*Data in this exercise*:
■ ■ ■

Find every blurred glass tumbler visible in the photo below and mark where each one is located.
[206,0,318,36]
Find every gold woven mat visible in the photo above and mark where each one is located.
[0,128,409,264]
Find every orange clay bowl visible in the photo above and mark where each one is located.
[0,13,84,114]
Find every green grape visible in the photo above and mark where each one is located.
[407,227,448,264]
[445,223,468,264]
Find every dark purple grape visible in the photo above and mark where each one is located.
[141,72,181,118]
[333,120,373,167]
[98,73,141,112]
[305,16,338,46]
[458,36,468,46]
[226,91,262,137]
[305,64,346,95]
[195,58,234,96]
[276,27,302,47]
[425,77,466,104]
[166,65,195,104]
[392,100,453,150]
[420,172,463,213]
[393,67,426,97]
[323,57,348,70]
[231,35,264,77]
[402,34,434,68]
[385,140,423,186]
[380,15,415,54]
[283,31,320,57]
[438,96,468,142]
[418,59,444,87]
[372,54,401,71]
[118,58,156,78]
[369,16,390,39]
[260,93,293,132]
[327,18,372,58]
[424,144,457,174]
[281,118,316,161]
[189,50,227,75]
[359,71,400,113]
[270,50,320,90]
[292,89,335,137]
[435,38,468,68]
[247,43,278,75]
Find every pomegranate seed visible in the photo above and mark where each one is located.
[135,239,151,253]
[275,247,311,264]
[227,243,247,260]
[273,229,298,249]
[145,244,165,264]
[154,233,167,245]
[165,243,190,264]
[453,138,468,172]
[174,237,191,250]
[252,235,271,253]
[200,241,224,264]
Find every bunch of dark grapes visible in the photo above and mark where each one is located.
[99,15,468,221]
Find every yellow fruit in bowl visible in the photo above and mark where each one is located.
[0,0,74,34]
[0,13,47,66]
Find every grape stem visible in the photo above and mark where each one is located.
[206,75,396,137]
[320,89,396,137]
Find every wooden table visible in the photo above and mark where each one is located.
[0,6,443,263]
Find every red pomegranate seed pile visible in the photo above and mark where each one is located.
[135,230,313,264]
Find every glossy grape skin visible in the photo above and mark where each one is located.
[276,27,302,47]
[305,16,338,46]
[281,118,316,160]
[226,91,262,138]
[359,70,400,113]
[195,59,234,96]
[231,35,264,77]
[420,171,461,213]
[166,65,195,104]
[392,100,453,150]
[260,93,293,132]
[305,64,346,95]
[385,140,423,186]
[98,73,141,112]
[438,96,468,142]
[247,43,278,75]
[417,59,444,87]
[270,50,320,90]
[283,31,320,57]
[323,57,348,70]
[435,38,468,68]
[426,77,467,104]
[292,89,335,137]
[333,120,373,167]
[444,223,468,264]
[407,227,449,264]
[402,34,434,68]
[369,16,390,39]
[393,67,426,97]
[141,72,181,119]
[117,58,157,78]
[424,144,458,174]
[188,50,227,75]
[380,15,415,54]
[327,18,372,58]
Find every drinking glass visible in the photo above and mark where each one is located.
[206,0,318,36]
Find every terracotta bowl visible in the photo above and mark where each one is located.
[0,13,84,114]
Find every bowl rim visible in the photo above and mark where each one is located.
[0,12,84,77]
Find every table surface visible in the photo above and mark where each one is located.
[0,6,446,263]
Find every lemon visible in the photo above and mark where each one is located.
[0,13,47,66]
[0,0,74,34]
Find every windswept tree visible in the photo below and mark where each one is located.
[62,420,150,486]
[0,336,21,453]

■ ■ ■

*Task to carry out*: Rewrite the stretch of records from the line containing "Find every lemon" through the end of the records, keeping every line, and shift each bounding-box coordinate up by 13.

*Task result*:
Find every lemon visible in the photo above and mark where each one is located.
[13,26,60,79]
[13,13,87,47]
Find every windswept tree visible in the photo below and mark where each one is located.
[75,433,163,499]
[13,349,34,466]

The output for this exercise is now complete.